TASK GOAL →
Please answer these questions using the podcast transcript below.
1. What two roles does the speaker say she held before becoming a teacher, mentor and author?
2. What does she say she is still sipping a week later?
3. What do some people still stand by, according to the transcript?

TEXT EXCERPT →
──────

Other ways I can support you in your teaching practice:



Speaker 1:

Welcome to our Teachable podcast. I'm Claire English, a passionate secondary teacher and leader, turned teacher, mentor and author, and I'm on a mission to transform classroom management and teacher support in schools. It doesn't feel that long ago that I was completely overwhelmed and out of my depth of behaviour, trying to swim rather than sink. It took me spending thousands of hours in the classroom, with all of the inevitable ups and downs, to make me the teacher that I am today Confident, capable and empowered in my ability to teach all students yes, even the ones who are the toughest to reach and now I'm dedicated to supporting teachers like yourself to do the same. I created the Untouchables podcast to give you the simple and actionable classroom management strategies and support that you need to run your room with confidence and calm. So if you're a teacher, or one in the making, and you're wanting to feel happy and empowered and actually enjoy being in the classroom, whilst also making a massive impact with every single one of your students, then you're definitely in the right place. Let's get started. Hello, hello, wonderful teachers, welcome back to the Untouchables podcast. If you are listening for the first time, welcome, obviously, but this is not the best episode to start on, because last week was part one of part two, which is this week's episode, and I'm going to extend this kind of metaphor, which is a bit annoying, but I want you to think about these two episodes like a house. This episode is kind of like the house that's built upon the foundations of the previous episode, so go back and listen to that first. In that episode I kind of go through the values which underpin the approach, why I have taken this approach to classroom management, some of the struggles that I've taken to get there, and it is just really pertinent for you to understand that before we move on to this episode. So for those of you who are tuning back in after last week, welcome. I'm really happy that you wanted to learn a little bit more about this, and this is kind of like the bread and butter of what we need to be doing. So this is going to be a good episode. It's going to be really valuable and guess what? You've gone a week into the future, but I'm still here sipping the exact same coffee that I was last episode. So there's a little bit of podcast magic. So this episode right.

Speaker 1:

I want to start with the fact that it is so easy to get lost in all of the noise in teaching. There is so much noise. There are so many things that people talk about as being best practice when it comes to classroom management. But best practice is kind of dependent on who you speak to, isn't it?

Speaker 1:

Some are going to advocate for a trauma-informed approach to classroom management. Some talk about it as if it's a restorative practice, like this little linguistics, this little language around what we say it is. They say that's the Holy Grail. Some call it completely different names entirely. Some still stand by the use of extrinsic rewards and detentions. Then there's PBL, there's PBIS, there's different tiers of behavior, there's intervention after intervention. There are just millions of pieces of this big old puzzle that's classroom management.

──────

STORED ROWS →
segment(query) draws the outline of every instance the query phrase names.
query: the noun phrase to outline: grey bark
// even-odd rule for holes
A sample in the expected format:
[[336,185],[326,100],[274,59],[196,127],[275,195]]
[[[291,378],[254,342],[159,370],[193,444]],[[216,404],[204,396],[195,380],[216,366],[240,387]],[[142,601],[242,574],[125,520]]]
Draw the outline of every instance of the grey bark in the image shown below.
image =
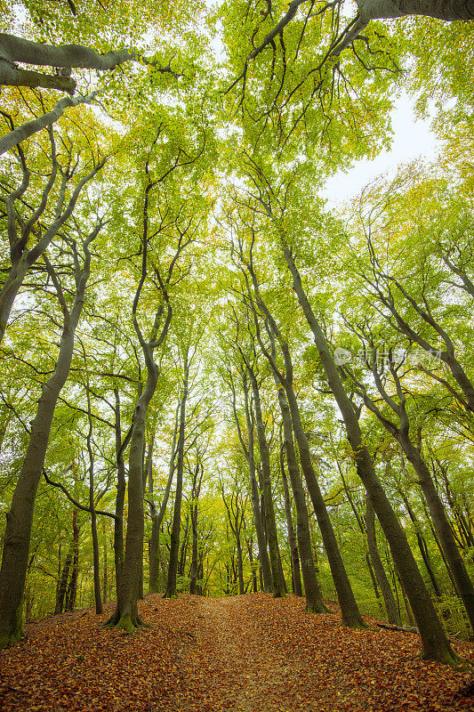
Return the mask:
[[288,480],[285,472],[285,446],[280,448],[280,473],[283,483],[283,492],[285,497],[285,515],[286,517],[286,529],[288,531],[288,546],[290,547],[290,560],[292,564],[292,584],[293,592],[295,595],[302,596],[301,571],[300,568],[300,554],[298,552],[298,541],[294,533],[292,516],[292,503],[290,499],[290,490],[288,489]]
[[91,181],[101,170],[107,158],[100,161],[87,175],[85,175],[76,186],[69,200],[66,203],[66,189],[72,175],[72,172],[62,171],[61,183],[58,197],[54,203],[54,219],[47,228],[41,228],[41,234],[36,244],[28,248],[29,239],[34,229],[38,225],[41,216],[44,213],[48,205],[50,194],[54,186],[60,166],[56,158],[56,145],[52,129],[48,127],[52,147],[52,171],[46,185],[41,195],[38,206],[33,211],[29,220],[20,222],[20,231],[17,228],[16,203],[20,200],[29,185],[30,173],[27,167],[23,152],[19,147],[19,157],[23,173],[21,184],[7,196],[0,196],[0,200],[4,203],[7,214],[7,231],[10,243],[10,258],[12,267],[8,273],[5,282],[0,291],[0,343],[4,338],[10,312],[13,305],[15,297],[21,287],[23,280],[36,260],[44,254],[52,239],[53,239],[71,216],[76,204],[84,185]]
[[269,553],[267,551],[267,542],[265,540],[263,523],[261,521],[259,486],[257,484],[257,477],[255,473],[255,457],[253,450],[254,425],[252,419],[251,409],[249,403],[249,388],[248,388],[248,378],[246,371],[244,369],[241,375],[242,375],[242,391],[244,393],[244,405],[245,412],[245,423],[247,429],[246,444],[240,429],[240,422],[237,412],[236,392],[232,379],[230,378],[230,387],[232,390],[232,406],[234,410],[234,418],[237,429],[238,439],[242,446],[242,449],[244,451],[245,457],[247,461],[249,469],[251,496],[252,496],[252,509],[253,512],[255,532],[257,534],[257,545],[259,547],[261,575],[263,580],[262,590],[269,592],[271,591],[271,586],[272,586],[271,569],[269,559]]
[[[142,57],[135,50],[125,48],[98,54],[90,47],[82,44],[44,44],[22,39],[14,35],[0,33],[0,85],[12,86],[42,86],[59,89],[73,94],[76,82],[70,78],[71,69],[99,69],[110,71],[127,61],[141,61],[152,66],[156,71],[168,73],[175,77],[179,75],[171,67],[160,67],[154,60]],[[20,69],[17,62],[56,67],[62,69],[59,75],[44,75]]]
[[377,477],[371,457],[364,443],[354,408],[341,380],[323,329],[308,301],[300,273],[283,234],[281,239],[284,256],[293,276],[293,289],[309,328],[313,333],[329,387],[334,395],[344,420],[348,440],[354,453],[358,474],[366,487],[375,514],[381,522],[410,601],[422,638],[422,655],[427,659],[436,659],[440,662],[453,664],[456,660],[456,655],[453,651],[438,618],[432,601],[416,565],[406,535]]
[[389,623],[393,623],[395,626],[401,626],[402,621],[397,608],[397,602],[393,595],[393,591],[390,581],[385,573],[385,569],[382,562],[382,559],[377,548],[377,537],[375,534],[375,512],[370,501],[370,498],[366,496],[366,530],[367,533],[367,546],[369,549],[370,559],[374,570],[379,583],[383,602],[385,603],[385,611]]
[[186,401],[188,400],[188,383],[189,376],[189,364],[188,361],[188,348],[184,353],[184,379],[182,397],[180,408],[180,430],[178,436],[178,456],[176,463],[176,491],[174,494],[174,507],[173,511],[173,527],[171,532],[170,563],[168,566],[168,580],[165,598],[176,595],[176,577],[178,574],[178,557],[180,552],[180,533],[181,528],[181,501],[182,501],[182,474],[184,468],[184,437],[186,425]]
[[[2,62],[0,61],[0,76],[1,71]],[[2,84],[1,80],[0,84]],[[64,109],[68,107],[77,106],[77,104],[91,104],[97,96],[97,92],[93,92],[92,94],[87,94],[86,96],[76,96],[75,99],[70,96],[64,96],[62,99],[60,99],[59,101],[56,101],[51,111],[48,111],[46,114],[44,114],[44,116],[38,117],[32,121],[27,121],[18,128],[2,136],[0,139],[0,156],[2,153],[12,149],[13,146],[17,146],[22,141],[25,141],[25,139],[32,136],[33,134],[54,124],[61,117]]]
[[260,399],[260,388],[256,376],[252,368],[247,366],[247,372],[252,383],[253,393],[253,408],[255,412],[255,425],[257,428],[257,438],[260,449],[260,459],[261,463],[261,479],[263,498],[265,502],[265,530],[267,532],[267,542],[269,545],[271,578],[273,582],[273,596],[279,598],[285,595],[285,582],[281,573],[280,553],[278,550],[278,539],[277,536],[277,523],[275,521],[275,509],[273,506],[273,497],[271,492],[271,471],[269,463],[269,453],[267,438],[265,436],[265,425],[261,415],[261,405]]
[[[75,252],[76,295],[70,312],[57,278],[52,275],[64,315],[62,335],[54,371],[41,389],[36,415],[31,424],[27,452],[13,492],[12,506],[6,514],[0,569],[0,648],[16,642],[22,635],[23,594],[35,498],[43,473],[56,403],[69,374],[75,332],[82,313],[91,268],[89,246],[100,228],[101,223],[99,223],[95,231],[83,241],[84,256],[82,269]],[[72,247],[76,251],[75,245]]]
[[311,503],[314,507],[314,511],[317,520],[317,524],[319,526],[319,530],[321,531],[321,537],[323,538],[323,543],[327,555],[329,567],[331,569],[331,574],[334,581],[334,586],[337,592],[337,597],[341,606],[342,620],[344,622],[344,625],[349,626],[350,627],[366,627],[366,623],[364,622],[362,616],[360,615],[360,612],[358,611],[358,604],[356,603],[356,599],[354,597],[354,594],[350,587],[350,583],[349,581],[344,562],[342,561],[342,557],[341,556],[341,552],[339,550],[339,546],[337,544],[334,530],[333,528],[333,524],[329,518],[324,497],[319,488],[319,484],[317,482],[317,479],[316,477],[316,473],[313,468],[308,438],[306,436],[306,433],[304,432],[304,428],[302,426],[301,414],[300,414],[300,408],[298,406],[298,401],[296,400],[296,395],[294,393],[294,389],[293,386],[293,361],[288,348],[288,344],[285,340],[285,338],[283,337],[283,335],[280,329],[278,328],[277,322],[275,321],[272,314],[270,313],[269,308],[267,307],[265,302],[261,297],[261,295],[260,293],[260,285],[258,283],[252,263],[252,256],[251,256],[251,262],[250,263],[245,262],[245,263],[249,274],[252,277],[257,305],[261,310],[261,312],[264,314],[265,318],[268,320],[269,331],[272,331],[275,337],[277,339],[281,352],[284,356],[285,370],[285,376],[282,373],[280,373],[274,359],[271,357],[270,353],[269,353],[269,352],[265,348],[265,345],[261,336],[257,314],[256,312],[254,312],[257,338],[259,340],[261,349],[264,353],[264,355],[266,356],[266,358],[268,359],[269,362],[270,363],[274,374],[277,376],[281,385],[285,389],[291,414],[293,432],[294,433],[294,437],[298,445],[298,450],[300,452],[300,463],[301,465],[301,470],[303,472],[304,479],[306,481],[306,484],[308,486],[308,491],[311,498]]

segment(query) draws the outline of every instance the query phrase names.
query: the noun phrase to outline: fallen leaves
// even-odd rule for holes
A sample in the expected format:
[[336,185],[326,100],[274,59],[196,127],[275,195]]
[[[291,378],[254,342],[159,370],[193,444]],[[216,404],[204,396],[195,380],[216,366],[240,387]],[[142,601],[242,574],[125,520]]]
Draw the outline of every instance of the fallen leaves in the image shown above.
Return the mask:
[[133,635],[100,627],[108,612],[52,617],[0,652],[0,709],[474,710],[471,676],[421,660],[415,635],[353,631],[337,612],[303,609],[294,596],[153,595],[140,604],[152,627]]

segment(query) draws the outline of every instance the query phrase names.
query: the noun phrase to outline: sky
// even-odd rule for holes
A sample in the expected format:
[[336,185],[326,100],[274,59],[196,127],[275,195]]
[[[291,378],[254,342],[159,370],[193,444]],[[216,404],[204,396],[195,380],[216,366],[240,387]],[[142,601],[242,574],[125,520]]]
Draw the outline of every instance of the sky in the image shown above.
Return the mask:
[[339,171],[326,181],[319,194],[327,198],[329,207],[355,198],[377,176],[391,176],[400,163],[436,158],[440,142],[430,130],[430,119],[415,119],[414,104],[414,99],[406,93],[397,100],[391,112],[393,139],[390,151],[382,151],[374,160],[358,161],[347,173]]

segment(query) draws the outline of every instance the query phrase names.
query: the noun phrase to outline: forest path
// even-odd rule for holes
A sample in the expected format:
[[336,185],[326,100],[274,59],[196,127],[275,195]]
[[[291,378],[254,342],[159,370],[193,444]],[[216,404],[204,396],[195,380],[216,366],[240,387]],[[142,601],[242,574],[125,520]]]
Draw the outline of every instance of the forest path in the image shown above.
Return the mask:
[[[299,670],[288,666],[285,650],[261,629],[248,596],[195,601],[195,643],[180,668],[188,684],[197,684],[202,701],[229,712],[299,708]],[[308,700],[304,708],[320,708]],[[194,703],[189,708],[195,709]]]
[[418,635],[350,630],[330,607],[157,594],[133,635],[103,627],[113,602],[52,615],[0,651],[0,712],[474,712],[472,676],[421,660]]

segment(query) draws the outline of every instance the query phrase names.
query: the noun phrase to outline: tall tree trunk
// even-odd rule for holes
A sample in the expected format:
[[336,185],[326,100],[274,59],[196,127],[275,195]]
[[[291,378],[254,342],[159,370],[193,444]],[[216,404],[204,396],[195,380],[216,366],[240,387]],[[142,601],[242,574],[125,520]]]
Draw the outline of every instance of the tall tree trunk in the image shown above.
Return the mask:
[[[178,401],[174,417],[174,430],[173,433],[173,444],[171,449],[170,463],[168,469],[168,480],[163,493],[159,512],[157,514],[156,506],[149,501],[151,510],[151,539],[149,542],[149,594],[157,594],[161,590],[160,587],[160,530],[165,514],[168,506],[173,477],[174,475],[174,461],[176,457],[176,438],[179,430],[179,416],[181,409],[181,400]],[[149,493],[153,493],[153,477],[149,479],[151,473],[149,473]]]
[[290,407],[294,437],[300,451],[301,470],[304,474],[304,479],[306,480],[308,491],[314,507],[319,530],[321,531],[321,537],[333,575],[339,605],[341,606],[342,620],[344,625],[350,627],[365,627],[366,623],[359,613],[344,562],[341,556],[334,530],[333,529],[325,499],[313,469],[309,445],[302,426],[300,409],[296,401],[293,385],[285,384],[285,390]]
[[295,595],[302,596],[301,572],[300,570],[300,554],[298,553],[298,542],[294,534],[292,517],[292,504],[290,501],[290,492],[288,490],[288,481],[285,472],[284,447],[280,448],[280,472],[283,483],[283,493],[285,496],[285,515],[286,517],[286,529],[288,530],[288,545],[290,546],[290,561],[292,564],[292,587]]
[[97,615],[103,613],[102,599],[100,596],[100,563],[99,560],[99,538],[97,537],[97,515],[95,514],[95,503],[93,498],[94,491],[94,457],[92,450],[92,416],[91,410],[91,392],[89,389],[89,376],[87,373],[87,361],[85,359],[85,351],[84,351],[84,359],[85,362],[86,372],[86,385],[85,392],[87,394],[87,417],[89,420],[89,430],[87,432],[86,443],[87,452],[89,454],[89,508],[91,510],[91,533],[92,537],[92,557],[93,557],[93,593],[95,601],[95,612]]
[[454,579],[456,588],[462,600],[464,608],[466,609],[472,629],[474,630],[474,586],[456,546],[445,506],[436,489],[431,473],[422,458],[420,450],[414,447],[407,435],[401,433],[399,442],[407,459],[411,462],[418,475],[420,485],[433,520],[433,524],[439,538],[439,544],[441,545],[453,578]]
[[125,441],[122,442],[122,425],[120,422],[120,395],[118,388],[114,388],[115,395],[115,434],[116,459],[116,495],[114,519],[114,565],[116,570],[116,597],[120,588],[120,575],[124,565],[124,508],[125,504],[125,463],[124,449]]
[[165,598],[172,598],[173,596],[176,595],[176,577],[178,574],[178,556],[180,552],[180,534],[181,528],[182,473],[184,469],[184,429],[186,425],[186,400],[188,399],[189,368],[188,349],[186,349],[184,354],[183,392],[180,408],[180,434],[178,437],[178,459],[176,464],[176,492],[174,494],[174,508],[173,513],[168,580],[166,583]]
[[[76,267],[76,295],[70,312],[56,275],[53,279],[63,309],[64,322],[60,352],[51,378],[41,389],[36,415],[31,423],[29,442],[10,512],[6,514],[2,567],[0,569],[0,648],[15,643],[22,635],[22,605],[25,590],[31,526],[36,490],[42,475],[54,410],[60,393],[69,375],[74,336],[79,321],[90,273],[89,244],[100,227],[83,242],[84,260],[82,271]],[[77,258],[76,258],[77,259]]]
[[257,427],[257,437],[259,441],[260,459],[261,463],[261,479],[263,484],[263,498],[265,502],[265,523],[267,532],[267,541],[269,544],[271,578],[273,582],[273,596],[279,598],[285,595],[285,582],[281,574],[280,553],[278,550],[278,538],[277,536],[277,522],[275,521],[275,509],[273,507],[273,497],[271,492],[271,471],[269,463],[269,453],[267,438],[265,437],[265,425],[261,415],[261,404],[260,399],[260,389],[257,378],[253,371],[247,367],[252,390],[253,392],[253,408],[255,410],[255,425]]
[[58,595],[56,598],[56,607],[54,609],[55,613],[62,613],[64,611],[64,599],[66,597],[66,593],[68,591],[68,579],[69,578],[69,569],[72,563],[72,557],[73,557],[73,544],[68,552],[66,559],[64,561],[64,566],[62,567],[62,571],[60,578],[60,586],[58,588]]
[[255,473],[255,457],[253,451],[253,422],[252,420],[250,412],[250,403],[248,398],[248,384],[246,376],[243,377],[242,384],[244,390],[245,420],[247,425],[247,438],[248,438],[246,457],[247,457],[249,474],[250,474],[252,509],[253,512],[253,522],[255,523],[255,531],[257,534],[259,559],[261,569],[261,579],[263,583],[261,590],[265,591],[266,593],[269,593],[272,589],[271,569],[269,559],[269,553],[267,551],[267,542],[265,539],[265,532],[263,530],[263,522],[261,521],[261,513],[260,508],[260,494],[259,494],[259,487],[257,484],[257,477]]
[[77,594],[77,577],[79,575],[79,527],[77,526],[77,510],[74,510],[72,517],[73,557],[69,585],[66,594],[66,611],[74,611]]
[[454,653],[443,627],[438,618],[430,594],[420,574],[416,562],[397,515],[377,477],[369,452],[364,444],[358,420],[350,402],[333,356],[330,353],[324,332],[315,317],[304,292],[301,279],[294,264],[289,247],[282,236],[282,246],[288,269],[293,276],[293,286],[303,313],[311,329],[329,387],[339,406],[346,426],[348,440],[354,453],[358,474],[371,499],[383,533],[390,546],[392,556],[404,582],[422,638],[422,656],[446,664],[454,664]]
[[[309,520],[306,508],[306,498],[303,483],[300,475],[300,468],[296,459],[294,442],[293,440],[293,423],[288,401],[283,388],[278,388],[278,403],[283,419],[283,437],[288,474],[293,490],[294,506],[296,509],[296,532],[298,537],[298,549],[301,562],[301,572],[306,596],[306,611],[308,612],[322,613],[326,609],[323,603],[321,587],[317,580],[317,567],[314,563],[311,549],[311,537],[309,533]],[[283,473],[282,463],[282,473]]]
[[375,576],[383,596],[385,603],[385,611],[387,611],[387,618],[389,623],[393,623],[395,626],[400,626],[401,620],[398,615],[398,610],[390,587],[385,569],[382,562],[382,559],[377,548],[377,537],[375,534],[375,512],[368,496],[366,497],[366,530],[367,533],[367,546],[369,549],[370,559]]

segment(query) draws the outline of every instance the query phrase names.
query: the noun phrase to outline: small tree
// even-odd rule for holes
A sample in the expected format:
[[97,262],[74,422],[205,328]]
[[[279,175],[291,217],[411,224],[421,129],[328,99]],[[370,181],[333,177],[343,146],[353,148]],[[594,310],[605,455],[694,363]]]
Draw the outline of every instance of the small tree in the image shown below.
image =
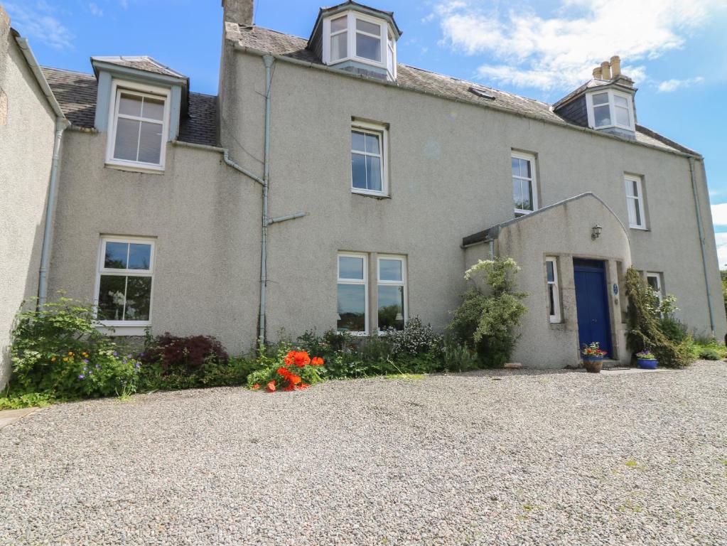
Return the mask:
[[[651,350],[659,364],[667,368],[683,368],[691,364],[689,350],[683,342],[676,342],[664,335],[660,326],[661,306],[655,305],[653,291],[640,273],[632,267],[626,272],[626,296],[629,300],[627,344],[636,353]],[[673,310],[675,298],[667,300]]]
[[515,292],[520,266],[512,258],[480,260],[465,273],[469,280],[481,278],[487,286],[473,286],[464,295],[448,328],[461,341],[474,342],[483,364],[502,366],[510,360],[519,336],[515,333],[527,308],[527,297]]

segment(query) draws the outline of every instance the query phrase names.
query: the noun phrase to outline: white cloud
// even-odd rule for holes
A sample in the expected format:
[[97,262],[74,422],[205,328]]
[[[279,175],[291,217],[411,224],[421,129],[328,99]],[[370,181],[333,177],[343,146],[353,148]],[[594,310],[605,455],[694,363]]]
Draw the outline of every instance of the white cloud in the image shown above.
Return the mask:
[[100,8],[95,2],[91,2],[89,4],[89,9],[91,11],[92,15],[96,17],[103,17],[103,9]]
[[624,73],[646,77],[642,63],[682,47],[696,28],[727,7],[723,0],[560,0],[555,15],[501,8],[491,0],[455,0],[435,7],[442,44],[491,62],[483,78],[545,90],[572,89],[613,55]]
[[679,89],[691,87],[696,84],[701,84],[704,81],[704,79],[701,76],[686,80],[666,80],[660,83],[656,89],[659,93],[670,93]]
[[76,36],[56,17],[56,9],[43,0],[5,4],[13,26],[29,38],[56,49],[73,48]]
[[727,233],[715,233],[717,243],[717,260],[720,269],[727,269]]

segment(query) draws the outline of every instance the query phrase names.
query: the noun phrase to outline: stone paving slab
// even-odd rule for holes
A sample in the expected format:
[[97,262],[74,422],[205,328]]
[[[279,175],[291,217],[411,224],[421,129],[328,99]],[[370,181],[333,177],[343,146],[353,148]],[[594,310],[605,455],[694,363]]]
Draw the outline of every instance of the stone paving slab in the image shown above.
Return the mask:
[[15,421],[27,415],[35,413],[40,408],[23,408],[22,409],[4,409],[0,411],[0,428],[12,425]]

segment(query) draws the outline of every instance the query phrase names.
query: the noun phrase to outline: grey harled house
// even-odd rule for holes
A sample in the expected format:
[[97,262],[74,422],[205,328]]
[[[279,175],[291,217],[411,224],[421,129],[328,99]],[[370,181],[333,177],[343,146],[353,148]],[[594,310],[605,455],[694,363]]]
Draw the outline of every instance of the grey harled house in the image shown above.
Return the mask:
[[[43,254],[41,297],[95,301],[117,335],[212,334],[240,351],[281,329],[443,328],[465,270],[507,255],[529,294],[526,366],[574,364],[591,341],[627,361],[631,265],[691,328],[727,329],[703,159],[638,124],[619,57],[550,105],[398,64],[388,12],[321,9],[305,39],[253,25],[252,0],[222,4],[217,97],[146,57],[33,72],[22,39],[4,42],[35,76],[33,183],[57,190],[49,252],[24,250],[31,281],[11,284],[9,309],[35,293]],[[33,198],[28,249],[45,222]]]

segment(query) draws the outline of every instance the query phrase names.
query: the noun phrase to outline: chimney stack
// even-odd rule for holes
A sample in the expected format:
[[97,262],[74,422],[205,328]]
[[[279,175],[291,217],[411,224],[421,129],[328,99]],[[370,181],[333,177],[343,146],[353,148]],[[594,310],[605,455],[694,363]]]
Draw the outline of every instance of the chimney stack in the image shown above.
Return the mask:
[[611,65],[607,60],[601,63],[601,79],[603,80],[611,79]]
[[621,57],[614,55],[611,57],[611,77],[618,78],[621,76]]
[[252,26],[254,0],[222,0],[222,20],[240,26]]

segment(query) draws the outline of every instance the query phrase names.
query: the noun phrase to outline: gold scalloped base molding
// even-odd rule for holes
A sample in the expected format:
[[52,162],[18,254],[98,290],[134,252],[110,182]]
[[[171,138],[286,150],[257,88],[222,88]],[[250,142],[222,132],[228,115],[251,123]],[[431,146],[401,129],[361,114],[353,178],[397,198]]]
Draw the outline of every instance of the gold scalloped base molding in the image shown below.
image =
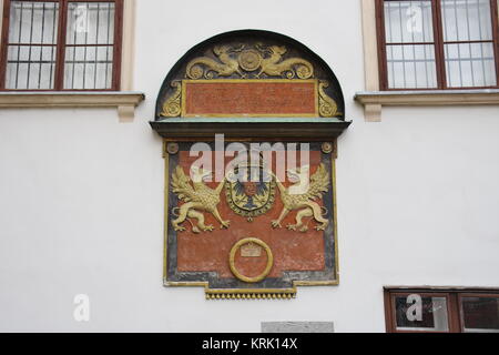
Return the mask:
[[296,288],[286,290],[205,290],[206,300],[293,300]]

──────

FULL OUTPUT →
1. A passionate secondary teacher and leader.
2. The exact same coffee she was sipping last episode.
3. The use of extrinsic rewards and detentions.